Records drawn from a collection:

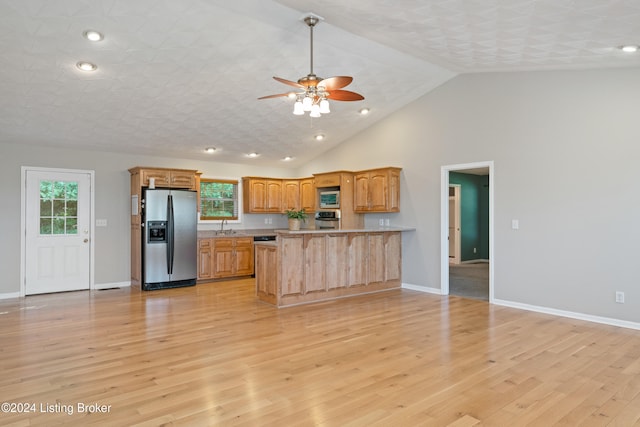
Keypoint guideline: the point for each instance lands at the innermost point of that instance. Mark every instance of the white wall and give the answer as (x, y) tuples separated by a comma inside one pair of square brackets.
[(112, 202), (565, 146)]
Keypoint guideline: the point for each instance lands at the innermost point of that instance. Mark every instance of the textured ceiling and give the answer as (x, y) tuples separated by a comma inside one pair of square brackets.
[(175, 77)]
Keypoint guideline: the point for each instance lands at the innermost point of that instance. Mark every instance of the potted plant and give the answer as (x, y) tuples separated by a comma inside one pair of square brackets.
[(295, 217)]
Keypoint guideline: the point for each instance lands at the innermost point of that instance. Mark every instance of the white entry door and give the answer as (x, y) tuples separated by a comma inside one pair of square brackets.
[(58, 231)]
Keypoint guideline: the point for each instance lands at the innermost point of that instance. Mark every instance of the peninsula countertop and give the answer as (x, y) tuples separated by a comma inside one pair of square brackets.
[(343, 230)]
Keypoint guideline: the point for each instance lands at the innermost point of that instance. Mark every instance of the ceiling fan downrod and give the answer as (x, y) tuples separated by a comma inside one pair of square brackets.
[(311, 21)]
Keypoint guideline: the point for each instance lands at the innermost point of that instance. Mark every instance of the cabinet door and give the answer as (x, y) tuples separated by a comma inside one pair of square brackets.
[(308, 195), (337, 267), (315, 263), (291, 191), (361, 192), (378, 191), (223, 258), (257, 196), (358, 249), (267, 276), (243, 256), (393, 189), (376, 264), (274, 195), (393, 256), (292, 273), (181, 179), (204, 259)]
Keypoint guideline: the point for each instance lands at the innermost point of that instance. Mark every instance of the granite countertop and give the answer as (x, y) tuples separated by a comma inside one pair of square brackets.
[(207, 234), (351, 230)]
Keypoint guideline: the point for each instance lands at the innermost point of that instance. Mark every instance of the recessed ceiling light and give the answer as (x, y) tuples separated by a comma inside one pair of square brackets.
[(629, 48), (93, 35), (86, 66)]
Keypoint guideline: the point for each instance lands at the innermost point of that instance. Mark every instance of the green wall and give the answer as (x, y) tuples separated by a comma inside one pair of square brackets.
[(474, 214)]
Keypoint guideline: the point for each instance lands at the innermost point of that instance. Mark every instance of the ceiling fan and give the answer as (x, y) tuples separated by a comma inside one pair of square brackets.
[(315, 91)]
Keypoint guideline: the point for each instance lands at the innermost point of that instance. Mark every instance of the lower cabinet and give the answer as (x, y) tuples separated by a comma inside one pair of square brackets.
[(318, 266), (220, 258)]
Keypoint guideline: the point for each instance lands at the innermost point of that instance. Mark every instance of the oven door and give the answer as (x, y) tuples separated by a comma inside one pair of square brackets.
[(327, 224)]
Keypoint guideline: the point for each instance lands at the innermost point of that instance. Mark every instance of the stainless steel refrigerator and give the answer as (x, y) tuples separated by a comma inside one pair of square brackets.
[(169, 238)]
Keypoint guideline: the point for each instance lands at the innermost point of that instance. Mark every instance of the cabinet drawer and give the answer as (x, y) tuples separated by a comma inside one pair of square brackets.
[(223, 242)]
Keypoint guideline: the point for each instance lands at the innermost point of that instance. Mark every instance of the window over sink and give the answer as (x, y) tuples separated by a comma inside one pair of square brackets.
[(218, 199)]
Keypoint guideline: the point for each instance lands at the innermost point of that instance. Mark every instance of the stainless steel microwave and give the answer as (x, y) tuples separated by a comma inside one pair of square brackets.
[(330, 199)]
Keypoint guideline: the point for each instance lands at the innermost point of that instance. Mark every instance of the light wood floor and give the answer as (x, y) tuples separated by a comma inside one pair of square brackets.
[(213, 355)]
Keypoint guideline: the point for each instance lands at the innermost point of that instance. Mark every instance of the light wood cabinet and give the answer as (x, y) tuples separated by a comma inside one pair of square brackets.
[(308, 194), (291, 194), (344, 180), (267, 276), (164, 178), (204, 259), (319, 266), (262, 195), (377, 190), (225, 257)]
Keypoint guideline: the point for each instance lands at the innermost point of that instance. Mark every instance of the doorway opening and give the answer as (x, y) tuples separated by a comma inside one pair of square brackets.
[(470, 274)]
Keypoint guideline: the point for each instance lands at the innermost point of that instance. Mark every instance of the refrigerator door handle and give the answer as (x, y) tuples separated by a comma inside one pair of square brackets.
[(170, 234)]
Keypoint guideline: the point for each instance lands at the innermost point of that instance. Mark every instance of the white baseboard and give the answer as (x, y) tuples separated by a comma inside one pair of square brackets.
[(539, 309), (99, 286), (10, 295), (421, 289), (569, 314)]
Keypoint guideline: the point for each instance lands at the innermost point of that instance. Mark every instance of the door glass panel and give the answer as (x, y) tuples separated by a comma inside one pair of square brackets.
[(58, 207)]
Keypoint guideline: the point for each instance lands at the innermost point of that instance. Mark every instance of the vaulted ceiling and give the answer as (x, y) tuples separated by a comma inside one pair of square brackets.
[(175, 77)]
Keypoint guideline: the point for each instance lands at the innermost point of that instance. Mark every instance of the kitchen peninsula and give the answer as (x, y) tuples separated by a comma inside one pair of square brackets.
[(315, 265)]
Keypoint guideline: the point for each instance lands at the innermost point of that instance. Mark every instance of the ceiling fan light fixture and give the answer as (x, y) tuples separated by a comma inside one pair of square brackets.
[(298, 109), (315, 111), (307, 103), (324, 106)]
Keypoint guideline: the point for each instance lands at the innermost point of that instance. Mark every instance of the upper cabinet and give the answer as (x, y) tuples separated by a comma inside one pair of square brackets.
[(377, 190), (308, 194), (262, 195), (291, 194), (269, 195)]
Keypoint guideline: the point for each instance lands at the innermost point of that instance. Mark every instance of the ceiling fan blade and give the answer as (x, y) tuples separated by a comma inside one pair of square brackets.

EXERCISE AIM: Can you return every line of the data above verbatim, leaving out the pictures?

OUTPUT FOR THIS TASK:
Keypoint guideline: the point for each instance lands at the innermost point of that instance. Mark every instance of the white wall and give the answer as (x, y) tuples separated by a comma inside one pair of square brackets.
[(112, 202), (565, 146)]
Keypoint guideline: the point for each instance lands at the innermost point of that instance. Mark every instance of the textured ceiling and give the answer as (x, y) tuples separated by a comma inside one pair of square brackets.
[(175, 77)]
Keypoint guideline: the point for each instance lands at the innermost point of that instance. Mark every instance of the potted plant and give the answer as (x, y) tuples separated by a comma inside one pair of square brackets.
[(295, 217)]
Keypoint guideline: the point for each instance lands at the innermost point of that instance. Mark every instance of the white entry door and give the answer as (x, y) tuples separated by a comma inside one pair of square brackets.
[(58, 231)]
Keypoint guideline: the point for each instance lands at the innermost point of that instance. Mark every instance of the peninsula countertop and give the answer as (x, y) tuples separated by a comma inside one pair of square brackets.
[(343, 230)]
Keypoint guideline: the point for each instance lands at the innermost point of that instance. Mark every instance of the ceiling fan downrod and give the answer as (x, y) tuples separated by a comma inside one pair of square brackets.
[(311, 21)]
Keypoint guideline: the point for each instance lands at the innermost point of that instance. Mark every instance of the cabinet door and give the answer as (x, y) tuples separated by a comma inside one pair of square brackets.
[(308, 195), (337, 267), (315, 263), (291, 191), (361, 192), (378, 191), (223, 258), (257, 196), (358, 249), (267, 276), (243, 256), (393, 189), (376, 264), (274, 195), (393, 256), (292, 273), (181, 179), (204, 259)]
Keypoint guideline: the point for each instance lands at the innermost point of that instance. Mark every instance of the granite countertop and give the answer as (x, y) tuples separated by a comma inside one pair of square brackets.
[(207, 234), (351, 230)]
Keypoint guideline: the point for each instance lands at the innermost point of that instance. Mark every instance of the recessed ceiling light and give the answer as (x, y) tuples separated by a comma inside one pair of square brackets.
[(629, 48), (93, 35), (86, 66)]
Keypoint guideline: the point for each instance lands at the innermost point of that instance. Mark every instance of the green wall and give the answer as (x, y) tuples separated by a comma inside one pair of square brackets.
[(474, 214)]
Keypoint guideline: the point for each instance lands at the innermost point of that instance. Mark every instance of the ceiling fan and give the answer as (x, y) tuples separated by a comma inside one pair of square brackets.
[(315, 91)]
Keypoint guideline: the point for each instance lands at the innermost point of that instance. Mark every instance of the lower cabinet and give the answer as (x, y) tuples separated by a comma inside one pair of square brackets.
[(318, 266), (220, 258)]
Keypoint guideline: the point for each instance lands at the innermost point of that instance. Mark every instance of the oven door and give the answer as (x, y) tuples separated by a comma inside one pair of square brackets.
[(327, 224)]
Keypoint guideline: the point for each instance lands at the innermost point of that instance. Mark every instance of the stainless steel refrigerator and give the answer as (x, y) tuples separated by a comma inside one pair of square brackets.
[(169, 238)]
Keypoint guideline: the point for each instance lands at the innermost point of that instance. Mark every instance of the cabinet drawer and give the answer as (x, y) tuples separated by a comma inside one pair of square brackets.
[(223, 242)]
Keypoint guideline: the point for each instance lands at the innermost point of that instance. Mark every instance of the window over sink and give the answer as (x, y) tuples separated by a comma inside one pair of square brackets.
[(218, 199)]
Keypoint guideline: the point for each instance lands at the innermost point of that instance. Mark every instance of the stainless steel microwave and give the answer as (x, y) tuples separated by a comma inside one pair of square brackets.
[(330, 199)]
Keypoint guideline: the point for each instance lands at the innermost point of that instance. Mark every instance of the light wood floor and give the answer as (x, y) tuples separated by a comma inside one pair of square brackets.
[(213, 355)]
Keypoint guideline: the point for each instance lands at the innermost point of that instance. Mark every instance of the light wood cabinet and give the answer as (x, y) tuples separated by a comma inside one pair of square brackets.
[(308, 194), (291, 194), (344, 180), (267, 276), (164, 178), (204, 259), (319, 266), (262, 195), (377, 190), (225, 257)]
Keypoint guideline: the point for each instance lands at the innermost point of that instance. Mark every instance of the doorway opening and give the answer as (x, y) tuples separated by a comma inside one pair of square brackets.
[(470, 274)]
Keypoint guideline: the point for each instance lands at the innermost point of that instance. Mark every instance of the refrigerator door handle and give the answer as (x, y) tuples separated by a comma inside one pair of square brackets.
[(170, 234)]
Keypoint guideline: the point for each instance lands at the innermost point of that instance. Mark every instance of the white baseboard and give the answer as (x, y) tuples separated by a comma inside one pair of square brackets.
[(539, 309), (99, 286), (10, 295), (421, 289), (569, 314)]
Keypoint guideline: the point for each instance lands at the innermost point of that instance. Mark every instance of the door glass panel and give the answer as (x, y) tuples separated by a comma inside one pair of square brackets.
[(58, 207)]
Keypoint guideline: the point for each instance lands at the innermost point of that instance. Mark every instance of the vaulted ceiling and give the answer as (x, y) tuples separated by a comma inside one pair of square brackets.
[(175, 77)]
Keypoint guideline: the point for each instance lands at the innermost point of that instance. Mark every instance of the kitchen peninsula and give the answer as (x, y) tuples separated by a comma inside one pair of square brackets.
[(315, 265)]
Keypoint guideline: the point for each instance lands at the innermost point of that instance. Mark every instance of the ceiling fan light fixture and give the answer as (x, y) tuples separated by a comma inside one pair of square brackets.
[(298, 109), (315, 111), (307, 103), (324, 106)]
Keypoint guideline: the point for each instance lands at the innermost point of that instance. Mark every instance of the upper cabinet and give the answer as (x, y) tuples separated by a comma inside one pair of square brackets.
[(377, 190), (308, 194), (262, 195), (291, 194), (269, 195)]
Keypoint guideline: the point for each instance lands at the innermost point of that instance. Mark every instance of the ceiling fan blade and give the answer as (x, y) tuples separated by a comma inside one pair of square brackets.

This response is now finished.